§ EXERCISE TASKS
a - Answer these questions about the VPN protocol guide, marking your answers (i), (ii), and (iii):
(i) Which VPN provider's protocol launch does the guide mention?
(ii) Which four kinds of testing does the subtitle list?
(iii) According to the guide, what is the real question for IT buyers?
b - Continue the VPN protocol guide from the end of its last sentence.

Next-Gen VPNs for Remote Admins: What a New Protocol Actually Changes for Security and Performance
A practical buyer’s guide to new VPN protocols, with audit, latency, throughput, and failure-mode testing for remote admins.
Next-Gen VPNs for Remote Admins: What a New Protocol Actually Changes for Security and Performance
Surfshark’s launch of a new next-generation VPN protocol is a useful reminder that protocol announcements are only meaningful if you can translate them into operational outcomes: lower latency, more reliable tunnels, fewer outages, better auditability, and less friction for admins who live inside remote consoles all day. For IT buyers, the real question is not whether a vendor says “faster” or “more secure,” but whether the protocol improves measurable outcomes across your fleet, your regions, and your failure scenarios. This guide breaks down what a modern VPN protocol changes, what it does not, and how to evaluate a secure tunneling stack like an enterprise buyer rather than a consumer. If you are also weighing broader security operations and endpoint controls, it helps to think in the same disciplined way you would when reading our guides on observability and audit trails, governance audits, and incident recovery costs.

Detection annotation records
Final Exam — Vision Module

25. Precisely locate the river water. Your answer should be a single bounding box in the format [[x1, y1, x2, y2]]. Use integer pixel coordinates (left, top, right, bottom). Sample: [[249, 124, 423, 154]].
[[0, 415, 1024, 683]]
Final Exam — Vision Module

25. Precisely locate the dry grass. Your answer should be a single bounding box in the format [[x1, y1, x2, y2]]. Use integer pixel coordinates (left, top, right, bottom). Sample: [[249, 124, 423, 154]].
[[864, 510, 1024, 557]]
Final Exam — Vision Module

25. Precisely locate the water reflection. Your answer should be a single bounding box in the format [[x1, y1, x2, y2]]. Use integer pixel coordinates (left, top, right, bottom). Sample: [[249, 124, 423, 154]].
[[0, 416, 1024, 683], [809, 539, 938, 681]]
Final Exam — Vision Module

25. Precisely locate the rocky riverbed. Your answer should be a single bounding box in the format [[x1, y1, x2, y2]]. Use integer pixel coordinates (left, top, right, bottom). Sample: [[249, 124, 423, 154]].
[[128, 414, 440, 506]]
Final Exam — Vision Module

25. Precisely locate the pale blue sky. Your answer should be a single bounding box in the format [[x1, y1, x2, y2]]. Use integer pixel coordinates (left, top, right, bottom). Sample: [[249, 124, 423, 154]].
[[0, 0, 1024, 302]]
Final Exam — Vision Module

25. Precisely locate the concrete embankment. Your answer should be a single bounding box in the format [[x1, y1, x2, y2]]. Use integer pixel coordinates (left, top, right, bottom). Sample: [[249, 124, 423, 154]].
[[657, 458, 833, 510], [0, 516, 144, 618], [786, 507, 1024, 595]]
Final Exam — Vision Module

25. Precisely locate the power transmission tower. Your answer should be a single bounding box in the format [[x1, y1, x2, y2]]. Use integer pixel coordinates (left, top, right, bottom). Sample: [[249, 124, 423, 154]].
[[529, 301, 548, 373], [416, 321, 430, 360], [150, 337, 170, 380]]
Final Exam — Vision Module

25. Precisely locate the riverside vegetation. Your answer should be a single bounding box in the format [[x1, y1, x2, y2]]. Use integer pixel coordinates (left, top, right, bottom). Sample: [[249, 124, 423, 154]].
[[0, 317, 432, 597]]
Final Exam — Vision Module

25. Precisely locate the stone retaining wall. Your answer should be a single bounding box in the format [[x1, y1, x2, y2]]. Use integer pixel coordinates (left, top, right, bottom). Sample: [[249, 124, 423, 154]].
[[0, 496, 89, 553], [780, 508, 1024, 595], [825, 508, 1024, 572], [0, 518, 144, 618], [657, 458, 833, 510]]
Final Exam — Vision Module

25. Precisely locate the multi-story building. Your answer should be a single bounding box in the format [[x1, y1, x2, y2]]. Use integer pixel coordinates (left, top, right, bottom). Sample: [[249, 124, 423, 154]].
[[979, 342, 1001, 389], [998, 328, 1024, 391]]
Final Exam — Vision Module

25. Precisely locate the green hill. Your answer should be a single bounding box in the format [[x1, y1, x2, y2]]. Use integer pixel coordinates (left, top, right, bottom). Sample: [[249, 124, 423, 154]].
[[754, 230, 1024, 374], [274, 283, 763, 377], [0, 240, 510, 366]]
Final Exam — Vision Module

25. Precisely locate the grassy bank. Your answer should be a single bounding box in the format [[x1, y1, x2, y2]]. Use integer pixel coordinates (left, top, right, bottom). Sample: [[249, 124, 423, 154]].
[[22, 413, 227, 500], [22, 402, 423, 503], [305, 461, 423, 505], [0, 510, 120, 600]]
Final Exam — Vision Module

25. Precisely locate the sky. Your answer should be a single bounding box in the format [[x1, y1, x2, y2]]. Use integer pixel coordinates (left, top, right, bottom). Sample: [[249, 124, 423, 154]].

§ FINAL RESULTS
a -
(i) Surfshark
(ii) Audit, latency, throughput, and failure-mode testing
(iii) Whether the protocol improves measurable outcomes across their fleet, their regions, and their failure scenarios

b -
What a “next-gen” VPN protocol actually changes
From old tunnel assumptions to modern transport realities
Traditional VPN protocols were built for a world where the network path was relatively predictable, latency tolerance was higher, and remote access was mostly “connect, stay connected, and hope.” That model breaks down when admins are jumping between cloud consoles, RDP sessions, Git repos, Kubernetes dashboards, ticketing systems, and identity providers while on unstable home Wi-Fi or a mobile hotspot. A modern VPN protocol changes the transport logic beneath the tunnel, which can improve handshake speed, roaming behavior, packet loss recovery, and how the client behaves under degraded conditions. In practice, those changes matter because remote admin work is sensitive to jitter and reconnect time; a one-second stall in a terminal session is annoying, but a stalled session during a change window can become an outage.
Why auditability matters as much as throughput
The security conversation often focuses on encryption strength, which is necessary but not sufficient. Buyers should also ask how the protocol is specified, whether it has independent review, what parts are open to inspection, and how failure states behave under adversarial conditions. A protocol can be fast and still be difficult to trust if the implementation is opaque, the state machine is under-documented, or the fallback path silently degrades security. This is why the language around audit trails and verification is relevant even in networking: the stronger the claim, the more you need evidence, logs, and reproducibility.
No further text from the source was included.